**What you are asked to do:** Please reproduce the material below word for word, keeping every line.

**Data for this task:**

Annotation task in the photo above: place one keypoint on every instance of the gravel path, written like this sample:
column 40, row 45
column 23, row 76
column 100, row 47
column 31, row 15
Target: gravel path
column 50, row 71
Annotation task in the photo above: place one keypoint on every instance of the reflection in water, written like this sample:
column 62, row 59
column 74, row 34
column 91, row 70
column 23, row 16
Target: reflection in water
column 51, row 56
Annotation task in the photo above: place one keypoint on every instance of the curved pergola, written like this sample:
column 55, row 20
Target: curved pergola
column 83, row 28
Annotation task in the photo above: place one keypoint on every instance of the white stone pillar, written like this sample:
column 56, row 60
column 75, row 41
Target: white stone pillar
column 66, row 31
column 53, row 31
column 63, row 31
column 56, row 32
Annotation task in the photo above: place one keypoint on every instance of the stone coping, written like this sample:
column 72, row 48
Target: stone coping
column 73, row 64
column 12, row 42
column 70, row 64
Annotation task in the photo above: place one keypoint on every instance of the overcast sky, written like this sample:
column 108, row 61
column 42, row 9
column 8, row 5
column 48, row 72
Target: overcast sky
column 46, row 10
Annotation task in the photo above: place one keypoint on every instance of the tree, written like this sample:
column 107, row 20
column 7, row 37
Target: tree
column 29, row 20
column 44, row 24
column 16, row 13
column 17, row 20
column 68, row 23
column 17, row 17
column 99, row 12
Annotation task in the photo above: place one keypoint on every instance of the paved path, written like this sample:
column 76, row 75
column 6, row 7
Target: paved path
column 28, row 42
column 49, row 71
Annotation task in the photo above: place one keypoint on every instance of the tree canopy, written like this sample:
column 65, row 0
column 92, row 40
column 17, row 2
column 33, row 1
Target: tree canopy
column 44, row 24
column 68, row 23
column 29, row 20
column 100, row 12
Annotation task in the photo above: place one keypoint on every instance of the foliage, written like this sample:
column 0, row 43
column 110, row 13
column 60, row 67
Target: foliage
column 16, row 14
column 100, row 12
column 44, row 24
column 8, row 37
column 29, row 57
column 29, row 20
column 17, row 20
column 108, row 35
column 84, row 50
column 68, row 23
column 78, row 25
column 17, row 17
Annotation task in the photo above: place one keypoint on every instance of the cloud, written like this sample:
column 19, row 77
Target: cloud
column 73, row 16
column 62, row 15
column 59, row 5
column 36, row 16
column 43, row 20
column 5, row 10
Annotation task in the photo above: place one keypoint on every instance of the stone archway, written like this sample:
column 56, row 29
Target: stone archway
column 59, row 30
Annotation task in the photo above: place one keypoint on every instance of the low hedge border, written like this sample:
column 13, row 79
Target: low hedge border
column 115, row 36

**Solution for this task:**
Annotation task in the photo above: place one keypoint on every instance of the gravel path, written like this sample:
column 40, row 45
column 23, row 76
column 100, row 47
column 31, row 15
Target: gravel path
column 50, row 71
Annotation task in the photo above: place one keypoint on every instance of the reflection in water, written like this sample:
column 62, row 59
column 74, row 34
column 91, row 70
column 23, row 16
Target: reflection in water
column 51, row 56
Annotation task in the photo above: place one keypoint on every instance of the curved pergola, written like this sample:
column 55, row 20
Target: curved pergola
column 83, row 28
Annotation task in the photo above: place one keypoint on every instance of the white stone pillar, written like this sample:
column 56, row 60
column 75, row 41
Target: white stone pillar
column 66, row 31
column 53, row 31
column 63, row 31
column 56, row 32
Annotation task in the photo above: place one keypoint on every instance of the stone coping, written like this sample:
column 72, row 48
Target: stone coping
column 73, row 64
column 12, row 42
column 70, row 64
Annotation task in the photo above: place one keypoint on every instance of the overcast sky, written like this sample:
column 108, row 61
column 42, row 9
column 8, row 5
column 48, row 72
Target: overcast sky
column 46, row 10
Annotation task in the photo above: place one keypoint on every instance of the tree, written like this sample:
column 107, row 20
column 7, row 37
Target: tree
column 29, row 20
column 44, row 24
column 16, row 13
column 17, row 20
column 68, row 23
column 17, row 17
column 99, row 12
Annotation task in the photo above: place one keypoint on every instance of the paved path, written like this sample:
column 76, row 75
column 6, row 7
Target: paved path
column 28, row 42
column 49, row 71
Annotation task in the photo above: place one keypoint on every instance of the tree canopy, written like this sample:
column 65, row 0
column 92, row 40
column 17, row 2
column 33, row 1
Target: tree canopy
column 44, row 24
column 68, row 23
column 29, row 20
column 100, row 12
Annotation task in the photo above: place one keypoint on every instance of the foliage, written like this sample:
column 0, row 43
column 110, row 13
column 60, row 67
Target: foliage
column 16, row 14
column 100, row 12
column 44, row 24
column 8, row 37
column 29, row 57
column 29, row 20
column 17, row 20
column 108, row 35
column 84, row 50
column 68, row 23
column 78, row 25
column 17, row 17
Annotation task in the photo above: place one keypoint on every instance of the cloud, written like this sample:
column 19, row 77
Target: cloud
column 73, row 16
column 62, row 15
column 59, row 5
column 36, row 16
column 43, row 20
column 5, row 10
Annotation task in the photo above: place one keypoint on every instance of the stone archway, written like this sample:
column 56, row 29
Target: stone archway
column 59, row 30
Annotation task in the photo above: place one keypoint on every instance of the low hedge border, written like this sample:
column 13, row 79
Target: low hedge border
column 115, row 36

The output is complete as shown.